A role of HIF-1α has been defined in physiological phenotypes (metabolism, pH regulation, oxygen delivery, angiogenesis, motility, mitochondrial function, proliferation, extracellular matrix production, inflammatory cell recruitment) and diseases (ischemic heart disease, pulmonary hypertension, cancer, tumors progression, metastasis, inflammation) [67, 68]. Complete catalog of HIF-1α target genes will enable greater understanding of hypoxia and HIF-1α response with pathway analysis, reveal novel therapeutic targets, and potential biomarkers. It will also enable defining better criteria for planning HIF-1α target experiments. Understanding of mechanism and transcription response to regulator HIF-1α will provide tool for manipulation of genetic regulatory network for treatment for diseases as cancer and ischemia [69, 70].

§ Data excerpt:
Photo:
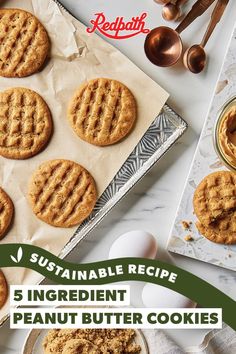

§ Activity:
Answer these from the HIF-1α text:
(a) According to the text, what two things will a complete catalog of HIF-1α target genes reveal?
(b) What will the catalog help define for planning HIF-1α target experiments?
(c) Which two diseases does the text name as possible targets for treatment by manipulating the genetic regulatory network?
Answer using only the HIF-1α text.

§ Task output:
(a) Novel therapeutic targets and potential biomarkers.
(b) Better criteria.
(c) Cancer and ischemia.